• DER AUSGANGSTEXT
◇ ◇ ◇ ◇ ◇ ◇ ◇

Es ist ein Abend der vorweggenommen Nachtklänge. Mit AA Bondy und Band im Vorprogramm und den Felice Brothers als Hauptact treten zwei ausgesprochen nachtwandlerisch klingende Gruppen an diesem tristen Dezemberabend im Hamburger Uebel & Gefährlich auf. Dort, wo sowieso schon die Lichter auf Halbmast brennen und schummrige Deckenbeleuchtung den direkten Nachbarn fast unkenntlich macht, spielen AA Bondy und die Felice Brothers den passenden Soundtrack zum Raum.

AA Bondy eröffnet den Abend mit düsteren Noir-Folk

Als erster also entführt der aus Alabama stammende AA Bondy das Hamburger Publikum ins nächtliche Vergnügen. Eigentlich ist es früher Abend, kurz nach 20 Uhr, aber der dunkle, sphärische Sound und Bondys nuschelnde, wie auf Valium wirkende Stimme evoziert bereits die tiefste Nacht. Manchmal rockt er mit seiner Band stoisch wie Neil Young mit Crazy Horse, doch sein Grundtenor bleibt verträumt, elegisch, düster und manchmal auch etwas störrisch. Letztendlich ein perfekter Auftakt in den Folk-Noir-Abend, der anschließend mit den Felice Brothers seinen Höhepunkt findet.

◇ ◇ ◇ ◇ ◇ ◇ ◇

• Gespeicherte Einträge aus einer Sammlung
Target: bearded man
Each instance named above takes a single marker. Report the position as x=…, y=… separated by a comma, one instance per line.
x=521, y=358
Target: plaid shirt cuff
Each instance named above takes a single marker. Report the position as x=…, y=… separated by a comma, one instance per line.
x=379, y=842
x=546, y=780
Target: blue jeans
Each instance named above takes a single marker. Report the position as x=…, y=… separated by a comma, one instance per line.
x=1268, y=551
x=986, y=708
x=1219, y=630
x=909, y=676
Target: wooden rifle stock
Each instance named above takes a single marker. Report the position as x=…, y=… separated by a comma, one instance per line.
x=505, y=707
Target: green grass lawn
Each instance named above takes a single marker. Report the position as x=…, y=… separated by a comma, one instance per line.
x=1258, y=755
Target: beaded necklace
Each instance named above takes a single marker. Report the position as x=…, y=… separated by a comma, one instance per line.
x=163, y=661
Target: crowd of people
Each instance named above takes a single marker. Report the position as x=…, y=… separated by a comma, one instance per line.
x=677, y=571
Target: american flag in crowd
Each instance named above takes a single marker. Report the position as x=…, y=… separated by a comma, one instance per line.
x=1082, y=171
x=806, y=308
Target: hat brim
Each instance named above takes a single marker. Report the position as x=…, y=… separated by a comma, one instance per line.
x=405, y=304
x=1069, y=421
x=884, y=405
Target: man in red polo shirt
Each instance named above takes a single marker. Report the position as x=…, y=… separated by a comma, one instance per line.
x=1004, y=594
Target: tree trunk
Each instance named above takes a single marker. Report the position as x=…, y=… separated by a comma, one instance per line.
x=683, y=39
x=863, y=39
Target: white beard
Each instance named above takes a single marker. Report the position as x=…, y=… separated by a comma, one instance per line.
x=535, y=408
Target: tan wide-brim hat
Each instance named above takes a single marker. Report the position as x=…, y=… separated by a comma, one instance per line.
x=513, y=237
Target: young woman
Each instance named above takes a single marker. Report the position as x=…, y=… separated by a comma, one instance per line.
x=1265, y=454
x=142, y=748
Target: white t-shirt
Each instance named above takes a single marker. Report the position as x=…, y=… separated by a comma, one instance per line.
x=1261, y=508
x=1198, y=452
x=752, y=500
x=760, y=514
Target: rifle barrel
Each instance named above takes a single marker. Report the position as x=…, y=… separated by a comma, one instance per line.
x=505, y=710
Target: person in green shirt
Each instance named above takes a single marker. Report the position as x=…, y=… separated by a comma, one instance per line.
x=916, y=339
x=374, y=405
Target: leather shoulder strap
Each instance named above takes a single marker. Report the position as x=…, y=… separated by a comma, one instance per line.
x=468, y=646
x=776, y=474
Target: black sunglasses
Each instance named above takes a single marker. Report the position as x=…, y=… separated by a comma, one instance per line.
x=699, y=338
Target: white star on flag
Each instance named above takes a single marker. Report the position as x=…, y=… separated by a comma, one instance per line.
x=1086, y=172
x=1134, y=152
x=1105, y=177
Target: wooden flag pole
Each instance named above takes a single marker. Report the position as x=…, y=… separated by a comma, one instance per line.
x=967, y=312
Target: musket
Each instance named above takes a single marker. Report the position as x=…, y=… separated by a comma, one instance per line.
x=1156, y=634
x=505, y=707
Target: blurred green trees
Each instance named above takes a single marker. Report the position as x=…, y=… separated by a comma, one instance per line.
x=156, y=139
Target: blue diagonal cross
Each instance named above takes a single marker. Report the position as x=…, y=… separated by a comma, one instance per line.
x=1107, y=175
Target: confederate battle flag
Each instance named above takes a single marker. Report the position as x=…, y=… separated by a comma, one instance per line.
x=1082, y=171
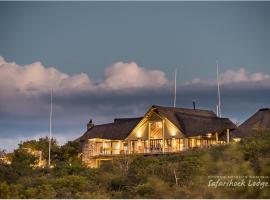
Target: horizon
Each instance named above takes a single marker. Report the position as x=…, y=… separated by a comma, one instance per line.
x=107, y=60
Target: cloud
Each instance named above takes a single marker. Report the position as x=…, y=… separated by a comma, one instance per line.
x=129, y=75
x=241, y=75
x=127, y=90
x=235, y=78
x=35, y=79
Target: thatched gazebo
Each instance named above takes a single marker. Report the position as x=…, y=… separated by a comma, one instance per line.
x=259, y=122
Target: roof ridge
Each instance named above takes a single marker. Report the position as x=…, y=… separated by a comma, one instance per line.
x=175, y=108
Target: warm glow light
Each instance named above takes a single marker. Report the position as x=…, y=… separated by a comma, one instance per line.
x=139, y=134
x=209, y=135
x=174, y=142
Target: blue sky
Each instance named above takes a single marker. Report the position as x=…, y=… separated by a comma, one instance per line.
x=122, y=47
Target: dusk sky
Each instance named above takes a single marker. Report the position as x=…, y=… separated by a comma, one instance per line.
x=107, y=60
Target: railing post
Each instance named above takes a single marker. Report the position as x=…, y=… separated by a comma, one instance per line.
x=163, y=137
x=228, y=136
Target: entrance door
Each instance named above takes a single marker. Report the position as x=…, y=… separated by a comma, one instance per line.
x=156, y=145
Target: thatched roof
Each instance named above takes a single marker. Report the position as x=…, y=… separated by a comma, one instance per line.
x=195, y=122
x=191, y=122
x=119, y=130
x=257, y=122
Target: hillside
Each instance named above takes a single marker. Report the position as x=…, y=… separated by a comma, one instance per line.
x=239, y=170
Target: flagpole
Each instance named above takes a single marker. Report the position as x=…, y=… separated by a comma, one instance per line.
x=218, y=88
x=49, y=162
x=175, y=76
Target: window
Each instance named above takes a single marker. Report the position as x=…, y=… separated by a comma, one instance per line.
x=156, y=130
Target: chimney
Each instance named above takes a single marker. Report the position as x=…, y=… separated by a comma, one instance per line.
x=194, y=104
x=90, y=124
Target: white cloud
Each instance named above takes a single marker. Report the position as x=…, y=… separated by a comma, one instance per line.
x=36, y=79
x=233, y=77
x=129, y=75
x=241, y=75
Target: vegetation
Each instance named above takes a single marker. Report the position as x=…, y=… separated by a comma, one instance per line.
x=184, y=175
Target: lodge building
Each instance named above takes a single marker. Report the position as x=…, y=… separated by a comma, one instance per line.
x=161, y=130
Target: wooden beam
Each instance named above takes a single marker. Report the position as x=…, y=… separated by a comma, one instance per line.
x=228, y=136
x=163, y=137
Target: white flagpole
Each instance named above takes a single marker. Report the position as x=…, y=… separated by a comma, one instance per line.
x=218, y=88
x=49, y=162
x=175, y=76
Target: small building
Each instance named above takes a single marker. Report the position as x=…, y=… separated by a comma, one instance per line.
x=161, y=130
x=258, y=122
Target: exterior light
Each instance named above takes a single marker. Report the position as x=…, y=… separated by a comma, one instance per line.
x=209, y=135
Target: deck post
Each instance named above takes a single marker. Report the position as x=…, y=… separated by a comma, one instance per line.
x=149, y=145
x=228, y=136
x=163, y=139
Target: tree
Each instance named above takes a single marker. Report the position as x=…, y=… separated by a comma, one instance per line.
x=23, y=161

◇ ◇ ◇ ◇ ◇ ◇ ◇

• DIE AUFGABE
Entnimm dem Konzertbericht die Stelle, die mit „Es ist ein Abend“ einsetzt und sich bis „Soundtrack zum Raum.“ fortsetzt, und gib sie wortgetreu wieder.

• ERGEBNIS DER ÜBUNG
Es ist ein Abend der vorweggenommen Nachtklänge. Mit AA Bondy und Band im Vorprogramm und den Felice Brothers als Hauptact treten zwei ausgesprochen nachtwandlerisch klingende Gruppen an diesem tristen Dezemberabend im Hamburger Uebel & Gefährlich auf. Dort, wo sowieso schon die Lichter auf Halbmast brennen und schummrige Deckenbeleuchtung den direkten Nachbarn fast unkenntlich macht, spielen AA Bondy und die Felice Brothers den passenden Soundtrack zum Raum.